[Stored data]
= = = =

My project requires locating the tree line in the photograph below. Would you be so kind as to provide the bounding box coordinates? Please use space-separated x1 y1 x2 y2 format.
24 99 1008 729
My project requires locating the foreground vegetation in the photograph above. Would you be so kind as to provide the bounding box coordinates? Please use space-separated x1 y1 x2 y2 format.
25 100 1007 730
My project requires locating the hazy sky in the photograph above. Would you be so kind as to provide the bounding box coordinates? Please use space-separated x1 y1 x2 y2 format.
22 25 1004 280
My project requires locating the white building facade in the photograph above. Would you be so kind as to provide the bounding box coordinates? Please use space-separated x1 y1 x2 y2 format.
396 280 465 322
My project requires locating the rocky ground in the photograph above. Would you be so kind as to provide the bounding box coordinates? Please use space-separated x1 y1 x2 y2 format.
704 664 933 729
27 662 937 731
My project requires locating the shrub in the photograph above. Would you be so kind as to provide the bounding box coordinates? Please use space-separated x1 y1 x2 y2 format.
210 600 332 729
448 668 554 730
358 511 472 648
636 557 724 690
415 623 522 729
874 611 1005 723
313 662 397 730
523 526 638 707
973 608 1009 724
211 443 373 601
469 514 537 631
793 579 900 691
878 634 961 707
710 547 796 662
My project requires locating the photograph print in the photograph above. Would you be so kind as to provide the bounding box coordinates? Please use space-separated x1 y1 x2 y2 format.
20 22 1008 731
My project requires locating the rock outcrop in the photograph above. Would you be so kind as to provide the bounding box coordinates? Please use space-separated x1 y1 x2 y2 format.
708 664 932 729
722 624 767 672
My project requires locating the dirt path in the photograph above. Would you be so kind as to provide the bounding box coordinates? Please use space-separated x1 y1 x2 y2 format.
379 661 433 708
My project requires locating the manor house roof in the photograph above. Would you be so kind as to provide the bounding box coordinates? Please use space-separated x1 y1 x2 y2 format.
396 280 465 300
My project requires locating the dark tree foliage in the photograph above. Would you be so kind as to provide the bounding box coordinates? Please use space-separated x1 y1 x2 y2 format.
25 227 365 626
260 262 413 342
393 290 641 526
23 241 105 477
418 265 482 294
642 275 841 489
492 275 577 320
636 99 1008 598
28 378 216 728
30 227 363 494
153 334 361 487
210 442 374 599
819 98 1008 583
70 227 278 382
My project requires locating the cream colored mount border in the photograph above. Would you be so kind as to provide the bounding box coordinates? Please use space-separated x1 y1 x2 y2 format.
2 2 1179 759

= = = =

[Problem details] Exactly repeat the lines from the line that contains "My project requires locating the white" to the end of the entries, both included, and leave out all other lines.

[Solution for this problem]
My project requires locating the white building facade in the photograph above. Would you be so kind as to provide the bounding box coordinates? Please use space-separated x1 y1 x2 y2 format.
396 280 465 322
My project requires locating the rocky ground in the photograph above. Would you be so kind as to provide the bounding box coordinates? Please use space-separated x1 y1 x2 y2 format.
704 664 933 729
27 662 937 731
My project requires locating the shrub in the photograph above. Would you be so kind as to provide the bounding box coordinates? Please use space-separated x1 y1 x2 y2 format.
210 600 332 729
448 668 554 730
358 511 472 648
636 557 724 690
415 623 522 729
874 611 1005 723
313 662 397 730
523 526 638 707
973 608 1009 724
211 443 373 601
469 514 537 631
793 579 900 691
878 634 961 707
710 547 796 662
My project requires locating the photograph print in the photograph above. Would you be so kind as to provide the bounding box coordinates? Please use space-separated x1 y1 x2 y2 format.
20 22 1008 731
My project requires locating the rock outcrop in the photograph above. Would you be so kind as to provide the bounding box coordinates? Please use space-separated x1 y1 x2 y2 format.
708 664 932 729
722 624 767 672
My project requires locating the dirt path in the photograph above. Would you be so kind as to provide the bounding box coordinates? Please use space-separated x1 y1 x2 y2 format.
379 661 433 708
My project requires locating the manor house roof in the photograph above. Would you be so kind as to provide the bounding box coordinates? Please use space-separated x1 y1 x2 y2 format.
396 280 465 300
My project requires locating the dark tree foliage in the photograph above. Would you be so kind as to provide the bounding box coordinates? Please use space-separated x1 y1 x2 y2 format.
25 227 365 626
260 262 413 342
393 290 641 526
23 241 105 477
418 265 482 294
642 275 841 489
492 275 577 320
636 99 1008 598
28 378 216 728
30 227 363 494
153 334 361 487
210 442 374 599
819 98 1008 583
70 227 278 382
My project requires locating the cream colored mount border in the photograph above. Would you be so kind as to provide the bounding box coordinates? Please use space-separated x1 y1 x2 y2 format.
2 2 1179 759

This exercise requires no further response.